**Document section**:
Configuring Docker Compose

This page describes how to use the provided compose.yaml file to start AnyVar alongside its dependencies, and highlights some configuration options you can customize for your environment.

Overview

The compose file defines four main services:

  • seqrepo – provides a SeqRepo instance on a Docker volume

  • uta – UTA database in a PostgreSQL container

  • anyvar_db – PostgreSQL database for AnyVar

  • anyvar – the AnyVar web API, configured to use SeqRepo, UTA, and the AnyVar DB

It also defines three Docker volumes:

  • seqrepo_vol – storage for SeqRepo data

  • uta_vol – storage for the UTA PostgreSQL data directory

  • anyvar_vol – storage for the AnyVar PostgreSQL data directory

All three volumes are declared as external: true, so they must exist before you run docker compose up. For example:

docker volume create seqrepo_vol
docker volume create uta_vol
docker volume create anyvar_vol

SeqRepo Options

The compose file supports several patterns for providing a SeqRepo database to AnyVar, depending on whether you want Docker to manage the data or reuse an existing SeqRepo on your local filesystem.

Using the bundled SeqRepo container (default)

By default, the compose file runs a seqrepo container that mounts the seqrepo_vol volume at /usr/local/share/seqrepo:

seqrepo:
  image: biocommons/seqrepo:2024-12-20
  volumes:
    - seqrepo_vol:/usr/local/share/seqrepo

The anyvar service then mounts the same volume and points its configuration at the 2024-12-20 snapshot:

anyvar:
  volumes:
    - seqrepo_vol:/usr/local/share/seqrepo
  environment:
    - SEQREPO_INSTANCE_DIR=/usr/local/share/seqrepo/2024-12-20
    - SEQREPO_DATAPROXY_URI=seqrepo+file:///usr/local/share/seqrepo/2024-12-20

This is the simplest option if you are happy to let Docker manage the SeqRepo storage in an external volume.

Using a host SeqRepo directory directly

If you already have a SeqRepo database on your local filesystem and want AnyVar to use it directly (without a dedicated seqrepo container), you can bind mount your existing directory into the anyvar container.

  1. Comment out the seqrepo service in the compose file.

  2. Replace the volume mapping under anyvar:

    anyvar:
      volumes:
        - $SEQREPO_ROOT_DIR:/usr/local/share/seqrepo
    
  3. Export SEQREPO_ROOT_DIR before running compose, pointing it at the root of your local SeqRepo installation:

    export SEQREPO_ROOT_DIR=/path/to/my/seqrepo
    docker compose up
    
  4. Keep the environment variables as they are, or adjust if your SeqRepo snapshot directory name differs:

    environment:
      - SEQREPO_INSTANCE_DIR=/usr/local/share/seqrepo/2024-12-20
      - SEQREPO_DATAPROXY_URI=seqrepo+file:///usr/local/share/seqrepo/2024-12-20
    

Make sure the snapshot path (e.g. 2024-12-20) exists under $SEQREPO_ROOT_DIR and matches SEQREPO_INSTANCE_DIR.

Copying a host SeqRepo into a Docker volume

If you have a local SeqRepo and prefer to copy it into a Docker-managed volume (seqrepo_vol) rather than bind mounting your host directory each time, you can use the optional seqrepo_local_populator service.

**Information provided**:
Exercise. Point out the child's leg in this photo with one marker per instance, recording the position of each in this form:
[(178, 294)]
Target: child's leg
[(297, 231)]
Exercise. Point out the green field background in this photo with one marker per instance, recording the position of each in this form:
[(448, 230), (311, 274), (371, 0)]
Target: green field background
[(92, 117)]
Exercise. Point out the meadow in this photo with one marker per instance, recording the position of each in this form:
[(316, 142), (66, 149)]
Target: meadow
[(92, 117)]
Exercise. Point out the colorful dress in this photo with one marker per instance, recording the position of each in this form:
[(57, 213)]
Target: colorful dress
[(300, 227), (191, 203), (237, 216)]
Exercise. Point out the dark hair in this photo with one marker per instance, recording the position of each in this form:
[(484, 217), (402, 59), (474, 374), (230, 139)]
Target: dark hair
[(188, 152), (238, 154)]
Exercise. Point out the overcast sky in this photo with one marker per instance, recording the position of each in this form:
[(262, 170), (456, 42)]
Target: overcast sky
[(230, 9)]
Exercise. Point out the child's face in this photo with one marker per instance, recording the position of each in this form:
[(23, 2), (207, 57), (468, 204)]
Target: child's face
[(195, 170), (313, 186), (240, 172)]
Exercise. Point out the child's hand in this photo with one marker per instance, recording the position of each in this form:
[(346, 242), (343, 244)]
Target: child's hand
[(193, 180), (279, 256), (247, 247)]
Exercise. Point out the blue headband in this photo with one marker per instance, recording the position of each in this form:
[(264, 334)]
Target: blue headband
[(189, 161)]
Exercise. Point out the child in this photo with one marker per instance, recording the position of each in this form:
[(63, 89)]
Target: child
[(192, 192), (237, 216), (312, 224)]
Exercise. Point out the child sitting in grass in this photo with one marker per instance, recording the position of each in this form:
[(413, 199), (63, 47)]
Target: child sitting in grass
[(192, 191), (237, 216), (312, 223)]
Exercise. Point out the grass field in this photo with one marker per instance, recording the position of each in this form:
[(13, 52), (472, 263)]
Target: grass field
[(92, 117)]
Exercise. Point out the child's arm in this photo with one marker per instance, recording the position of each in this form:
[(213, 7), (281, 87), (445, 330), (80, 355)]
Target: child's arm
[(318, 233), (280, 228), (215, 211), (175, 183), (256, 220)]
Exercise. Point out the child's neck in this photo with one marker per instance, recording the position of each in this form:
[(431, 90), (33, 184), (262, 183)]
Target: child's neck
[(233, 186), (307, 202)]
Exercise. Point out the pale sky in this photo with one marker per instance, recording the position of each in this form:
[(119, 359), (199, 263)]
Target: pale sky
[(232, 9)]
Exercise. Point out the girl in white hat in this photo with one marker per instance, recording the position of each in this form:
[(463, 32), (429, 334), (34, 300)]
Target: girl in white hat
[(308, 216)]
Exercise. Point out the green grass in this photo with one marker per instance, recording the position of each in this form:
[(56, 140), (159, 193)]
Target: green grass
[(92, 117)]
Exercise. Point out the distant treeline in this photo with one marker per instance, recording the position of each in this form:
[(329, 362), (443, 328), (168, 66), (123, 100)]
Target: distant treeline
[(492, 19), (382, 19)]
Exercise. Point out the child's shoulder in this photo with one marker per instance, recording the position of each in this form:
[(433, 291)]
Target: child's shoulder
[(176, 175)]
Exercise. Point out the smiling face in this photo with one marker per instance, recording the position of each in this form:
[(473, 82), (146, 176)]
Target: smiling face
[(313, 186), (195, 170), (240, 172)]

**Things to do**:
1. In the Docker Compose configuration page, which image does the seqrepo service use by default?
2. Write out the part of the Docker Compose configuration page starting at "4. Keep the" and ending at "optional seqrepo_local_populator service.", swapping "snapshot" for "release" each time it appears.

**Answers below**:
1. biocommons/seqrepo:2024-12-20

2.
4. Keep the environment variables as they are, or adjust if your SeqRepo release directory name differs:

    environment:
      - SEQREPO_INSTANCE_DIR=/usr/local/share/seqrepo/2024-12-20
      - SEQREPO_DATAPROXY_URI=seqrepo+file:///usr/local/share/seqrepo/2024-12-20
    

Make sure the release path (e.g. 2024-12-20) exists under $SEQREPO_ROOT_DIR and matches SEQREPO_INSTANCE_DIR.

Copying a host SeqRepo into a Docker volume

If you have a local SeqRepo and prefer to copy it into a Docker-managed volume (seqrepo_vol) rather than bind mounting your host directory each time, you can use the optional seqrepo_local_populator service.